** START OF Listing **
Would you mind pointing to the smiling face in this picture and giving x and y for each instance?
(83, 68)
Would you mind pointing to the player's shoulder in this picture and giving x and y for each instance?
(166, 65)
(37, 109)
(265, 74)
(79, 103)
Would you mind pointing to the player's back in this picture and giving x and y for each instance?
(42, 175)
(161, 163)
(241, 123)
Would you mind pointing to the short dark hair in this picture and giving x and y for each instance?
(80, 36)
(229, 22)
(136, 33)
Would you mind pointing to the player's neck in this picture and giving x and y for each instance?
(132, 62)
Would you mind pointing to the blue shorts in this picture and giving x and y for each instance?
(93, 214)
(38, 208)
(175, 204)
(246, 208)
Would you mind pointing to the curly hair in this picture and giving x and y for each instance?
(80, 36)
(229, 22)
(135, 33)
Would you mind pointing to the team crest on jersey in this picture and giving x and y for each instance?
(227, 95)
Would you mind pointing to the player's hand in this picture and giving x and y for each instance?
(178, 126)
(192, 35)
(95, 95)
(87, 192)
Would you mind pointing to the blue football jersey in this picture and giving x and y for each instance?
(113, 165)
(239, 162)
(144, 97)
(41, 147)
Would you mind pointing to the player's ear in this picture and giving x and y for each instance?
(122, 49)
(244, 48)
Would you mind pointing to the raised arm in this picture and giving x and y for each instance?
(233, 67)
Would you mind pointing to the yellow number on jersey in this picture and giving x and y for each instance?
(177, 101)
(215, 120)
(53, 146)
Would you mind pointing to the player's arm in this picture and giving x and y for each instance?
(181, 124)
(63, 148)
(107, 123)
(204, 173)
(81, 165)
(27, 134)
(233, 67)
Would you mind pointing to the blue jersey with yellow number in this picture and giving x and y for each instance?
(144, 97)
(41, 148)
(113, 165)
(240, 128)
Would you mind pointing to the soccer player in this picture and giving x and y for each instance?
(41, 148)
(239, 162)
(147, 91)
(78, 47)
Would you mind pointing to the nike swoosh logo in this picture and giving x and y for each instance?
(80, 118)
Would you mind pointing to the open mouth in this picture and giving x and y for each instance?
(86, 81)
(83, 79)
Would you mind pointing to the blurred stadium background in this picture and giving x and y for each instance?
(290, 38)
** END OF Listing **
** START OF Listing **
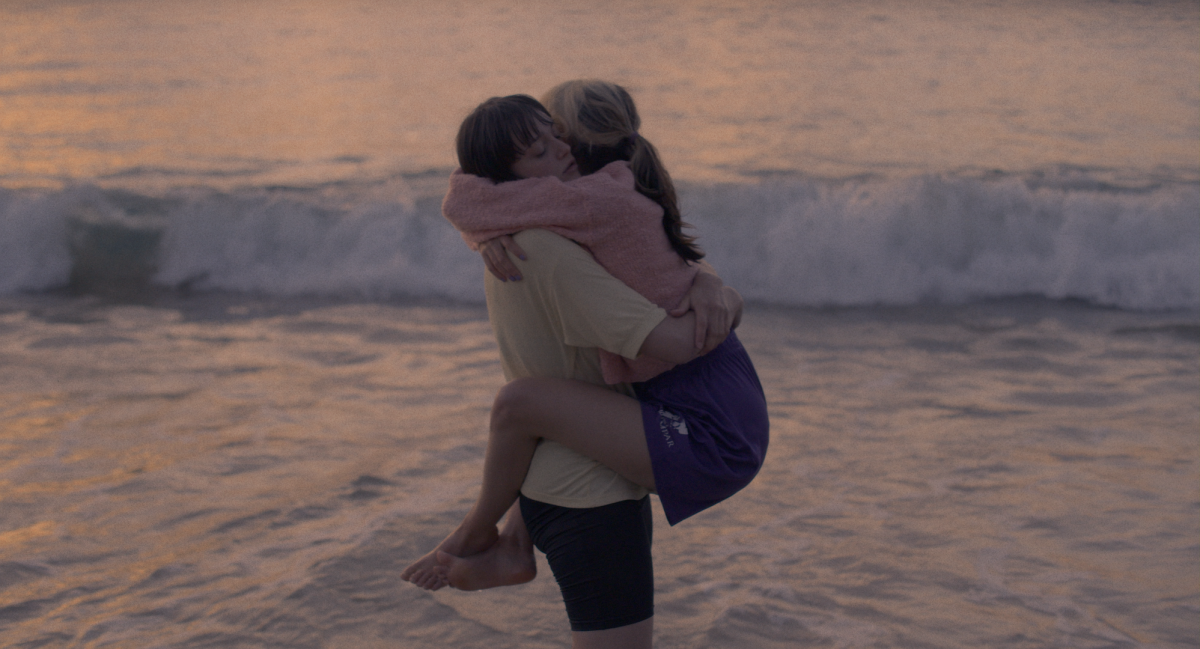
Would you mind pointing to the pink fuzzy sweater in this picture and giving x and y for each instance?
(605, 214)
** END OF Listing **
▸ **Short exercise**
Extract each line of the data above that contains the word "yellow".

▸ **Solution**
Would you mind pointing to the yellow number on jersey in this picture and giving x and y for each instance?
Would you mind pointing to the blue jersey with yellow number in this picture and giving x and y for each instance?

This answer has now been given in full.